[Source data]
■ ■ ■

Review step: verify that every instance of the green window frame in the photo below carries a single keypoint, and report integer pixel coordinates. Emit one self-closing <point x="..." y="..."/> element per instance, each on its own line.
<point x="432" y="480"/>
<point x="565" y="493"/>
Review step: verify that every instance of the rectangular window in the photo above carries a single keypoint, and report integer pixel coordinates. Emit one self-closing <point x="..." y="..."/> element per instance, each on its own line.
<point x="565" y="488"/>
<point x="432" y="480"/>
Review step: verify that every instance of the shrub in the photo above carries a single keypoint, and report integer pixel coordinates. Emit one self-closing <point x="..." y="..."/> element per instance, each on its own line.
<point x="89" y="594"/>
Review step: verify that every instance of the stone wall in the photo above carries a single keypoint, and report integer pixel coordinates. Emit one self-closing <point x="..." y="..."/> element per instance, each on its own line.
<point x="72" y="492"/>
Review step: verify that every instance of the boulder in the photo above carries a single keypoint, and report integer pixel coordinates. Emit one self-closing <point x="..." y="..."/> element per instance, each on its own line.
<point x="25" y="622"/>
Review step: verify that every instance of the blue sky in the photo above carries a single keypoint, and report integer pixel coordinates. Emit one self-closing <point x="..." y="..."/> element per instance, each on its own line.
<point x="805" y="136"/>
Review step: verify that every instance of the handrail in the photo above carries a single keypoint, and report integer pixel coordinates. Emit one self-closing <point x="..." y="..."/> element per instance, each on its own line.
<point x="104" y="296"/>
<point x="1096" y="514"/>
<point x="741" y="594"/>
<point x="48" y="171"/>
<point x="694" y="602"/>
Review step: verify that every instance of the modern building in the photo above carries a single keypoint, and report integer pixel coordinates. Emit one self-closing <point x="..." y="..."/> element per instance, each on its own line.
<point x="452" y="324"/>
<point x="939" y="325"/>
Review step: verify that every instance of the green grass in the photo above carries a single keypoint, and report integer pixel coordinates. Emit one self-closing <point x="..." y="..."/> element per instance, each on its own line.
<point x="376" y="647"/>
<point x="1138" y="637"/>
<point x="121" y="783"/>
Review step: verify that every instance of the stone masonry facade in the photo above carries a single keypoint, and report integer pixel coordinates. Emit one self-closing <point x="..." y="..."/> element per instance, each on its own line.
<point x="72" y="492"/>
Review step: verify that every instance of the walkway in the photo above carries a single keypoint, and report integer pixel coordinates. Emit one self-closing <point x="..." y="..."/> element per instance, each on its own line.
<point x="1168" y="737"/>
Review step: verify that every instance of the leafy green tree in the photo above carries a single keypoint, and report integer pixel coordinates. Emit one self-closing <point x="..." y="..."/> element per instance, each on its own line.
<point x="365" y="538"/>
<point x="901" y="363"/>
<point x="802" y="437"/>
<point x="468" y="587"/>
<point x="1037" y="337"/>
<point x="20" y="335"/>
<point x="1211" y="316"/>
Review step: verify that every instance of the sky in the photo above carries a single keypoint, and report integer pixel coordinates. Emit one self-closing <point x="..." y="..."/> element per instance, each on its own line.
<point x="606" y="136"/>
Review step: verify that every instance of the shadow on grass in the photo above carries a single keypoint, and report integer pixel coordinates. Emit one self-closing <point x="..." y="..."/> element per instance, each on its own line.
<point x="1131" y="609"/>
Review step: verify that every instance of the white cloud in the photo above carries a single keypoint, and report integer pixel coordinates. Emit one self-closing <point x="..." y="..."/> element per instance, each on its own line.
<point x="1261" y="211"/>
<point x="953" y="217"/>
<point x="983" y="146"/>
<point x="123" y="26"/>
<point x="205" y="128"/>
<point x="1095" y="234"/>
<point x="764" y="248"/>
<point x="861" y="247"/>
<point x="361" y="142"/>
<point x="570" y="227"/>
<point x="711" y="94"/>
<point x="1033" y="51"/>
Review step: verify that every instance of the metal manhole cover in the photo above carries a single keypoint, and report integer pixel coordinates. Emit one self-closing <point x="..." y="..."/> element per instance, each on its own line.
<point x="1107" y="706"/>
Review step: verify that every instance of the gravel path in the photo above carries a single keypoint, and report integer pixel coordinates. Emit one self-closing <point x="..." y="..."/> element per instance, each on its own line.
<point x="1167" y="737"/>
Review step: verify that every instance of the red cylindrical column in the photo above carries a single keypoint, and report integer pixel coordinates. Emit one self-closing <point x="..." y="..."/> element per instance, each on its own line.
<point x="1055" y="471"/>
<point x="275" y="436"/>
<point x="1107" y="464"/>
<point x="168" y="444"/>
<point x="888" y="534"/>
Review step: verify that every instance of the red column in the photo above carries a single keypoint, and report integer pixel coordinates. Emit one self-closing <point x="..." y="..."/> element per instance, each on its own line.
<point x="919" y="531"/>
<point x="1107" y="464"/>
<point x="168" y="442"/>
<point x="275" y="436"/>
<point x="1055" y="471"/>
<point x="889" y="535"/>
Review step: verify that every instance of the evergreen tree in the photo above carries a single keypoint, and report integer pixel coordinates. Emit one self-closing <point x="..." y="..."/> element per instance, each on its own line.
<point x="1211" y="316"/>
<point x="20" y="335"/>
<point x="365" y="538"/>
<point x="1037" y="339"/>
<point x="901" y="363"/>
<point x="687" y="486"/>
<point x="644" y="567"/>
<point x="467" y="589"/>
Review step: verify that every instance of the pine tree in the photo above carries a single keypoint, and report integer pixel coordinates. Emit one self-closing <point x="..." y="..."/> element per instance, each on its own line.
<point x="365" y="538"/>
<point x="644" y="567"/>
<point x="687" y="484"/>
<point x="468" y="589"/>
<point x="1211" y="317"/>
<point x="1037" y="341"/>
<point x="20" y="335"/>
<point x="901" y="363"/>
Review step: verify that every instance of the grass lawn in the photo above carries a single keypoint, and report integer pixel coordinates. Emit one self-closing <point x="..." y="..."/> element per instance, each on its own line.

■ ■ ■

- WRITTEN TASK -
Return the listing above in its exact form.

- WRITTEN SOLUTION -
Review step: verify that every instance of the green window frame in the photo below carries a single keypoint, and report integer pixel coordinates. Emit one self-closing <point x="..." y="..."/> element per instance, each on its own line.
<point x="432" y="480"/>
<point x="565" y="493"/>
Review step: verify that every instance of the rectangular window in the photo above carries a single keypoint, and report integer pixel coordinates. Emit one self-closing <point x="..." y="..."/> element per instance, each on its own line.
<point x="565" y="488"/>
<point x="432" y="480"/>
Review step: verify that every instance of the shrub in the photo above carries a single keypoint, and report integer pixel coordinates. Emit one self-closing <point x="..." y="..."/> element per instance, each on its own line.
<point x="89" y="594"/>
Review step: verify that every instance of the stone wall in the photo above carries a single keypoint, and report integer pixel coordinates. Emit one self-closing <point x="..." y="..."/> element per instance, each on its own line.
<point x="72" y="492"/>
Review step: verify that every instance of the boulder in the photo above carries a single keypoint, and report integer pixel coordinates. Emit one self-closing <point x="..." y="..."/> element per instance, each on its own line.
<point x="25" y="622"/>
Review step: verify that every instance of the blue sky in the photo above carries a single keypoint, and report integer pixel coordinates. Emit one self-closing <point x="..." y="..."/> element per instance, each on its own line.
<point x="805" y="136"/>
Review step: verify that every instance of the handrail in the photo above carries a single keypoint, and report integer pixel coordinates. Emit one self-closing <point x="..." y="..."/> element per instance, each on its own line.
<point x="104" y="296"/>
<point x="1096" y="514"/>
<point x="741" y="594"/>
<point x="48" y="171"/>
<point x="694" y="602"/>
Review step: verify that every instance of the modern building in the photo above carries a single keypoint, and report integer pixel coordinates. Emit one self-closing <point x="..." y="..."/> element per instance, each on its own line.
<point x="452" y="324"/>
<point x="939" y="325"/>
Review step: verify that every instance of the green grass in the photo above carries a single keypoint, and report integer pixel coordinates. Emit one self-closing <point x="..." y="..."/> element per instance, each on its own line.
<point x="376" y="647"/>
<point x="1138" y="637"/>
<point x="121" y="783"/>
Review step: verify that every instance of the stone masonry facade in the photo above carries a single keypoint, and report integer pixel coordinates. Emit one self-closing <point x="..." y="..."/> element per instance, each on its own line.
<point x="72" y="492"/>
Review step: verify that every instance of the walkway in the photo above carries a single keypoint, and report integer pixel coordinates. Emit one self-closing <point x="..." y="..."/> element per instance, each on its own line.
<point x="1168" y="737"/>
Review step: verify that every instance of the leafy green tree in the photo above carries a single keypoint, and report integer pixel coordinates. Emit one self-closing <point x="..." y="..."/> element per instance, each on its own line.
<point x="365" y="538"/>
<point x="901" y="363"/>
<point x="802" y="437"/>
<point x="468" y="587"/>
<point x="1037" y="337"/>
<point x="20" y="335"/>
<point x="1211" y="316"/>
Review step: verify that every instance of the sky in the photo above carries a single keypoint, and report integer pixel coordinates. Emit one self-closing <point x="..." y="..."/> element per instance, each on its own line.
<point x="606" y="136"/>
Review step: verify that every instance of the shadow on grass in the photo above carries a single keypoint, and report integer pixel coordinates. Emit one self-closing <point x="..." y="..."/> element per instance, each on its own line.
<point x="1131" y="609"/>
Review step: verify that every instance of the white cloud in the photo above carries a single keypoint, and report integer pixel coordinates. Emit one self-closing <point x="..." y="..."/> element per instance, each on its own line.
<point x="1261" y="211"/>
<point x="953" y="217"/>
<point x="983" y="146"/>
<point x="123" y="26"/>
<point x="205" y="128"/>
<point x="1095" y="234"/>
<point x="764" y="248"/>
<point x="861" y="247"/>
<point x="361" y="142"/>
<point x="570" y="227"/>
<point x="711" y="94"/>
<point x="1033" y="51"/>
Review step: verify that every instance of the metal manhole cover in the photo above carries a single keypoint, and report integer pixel coordinates. Emit one self-closing <point x="..." y="..."/> element per instance, each on its own line.
<point x="1107" y="706"/>
Review step: verify that every instance of the gravel path in the photo above carries a single keypoint, and report integer pixel coordinates. Emit one self-closing <point x="..." y="..."/> element per instance, each on its own line.
<point x="1167" y="737"/>
Review step: verify that every instance of the red cylindrical column in the photo above carries a single keypoint, and report integer pixel coordinates. Emit one self-closing <point x="..." y="..."/> element per instance, each on its own line.
<point x="1055" y="471"/>
<point x="275" y="436"/>
<point x="1107" y="464"/>
<point x="168" y="444"/>
<point x="888" y="534"/>
Review step: verify that every instance of the red column in the photo above carries a single keypoint, and report integer pixel coordinates. Emit one self-closing <point x="..." y="..."/> element per instance, each on its own line.
<point x="919" y="531"/>
<point x="1107" y="464"/>
<point x="168" y="442"/>
<point x="275" y="436"/>
<point x="1055" y="471"/>
<point x="889" y="535"/>
Review step: verify that every instance of the evergreen tree in the photo above carries a single keypoint, and report integer pixel coordinates. Emit one self-closing <point x="..." y="..."/> element per instance, each on its own line.
<point x="1211" y="316"/>
<point x="20" y="335"/>
<point x="365" y="538"/>
<point x="1037" y="339"/>
<point x="901" y="363"/>
<point x="687" y="486"/>
<point x="644" y="567"/>
<point x="467" y="589"/>
Review step: verify that every instance of the pine tree in the photo above carries a single keypoint, and report integer pixel coordinates. Emit one self-closing <point x="..." y="..."/> element per instance, each on its own line.
<point x="365" y="538"/>
<point x="644" y="567"/>
<point x="687" y="484"/>
<point x="468" y="589"/>
<point x="1211" y="317"/>
<point x="1037" y="341"/>
<point x="20" y="335"/>
<point x="901" y="363"/>
Review step: verify that every instance of the grass lawn in the photo above carries a single keypoint, and report integer pixel coordinates. Emit one self-closing <point x="..." y="..."/> element per instance, each on its own line.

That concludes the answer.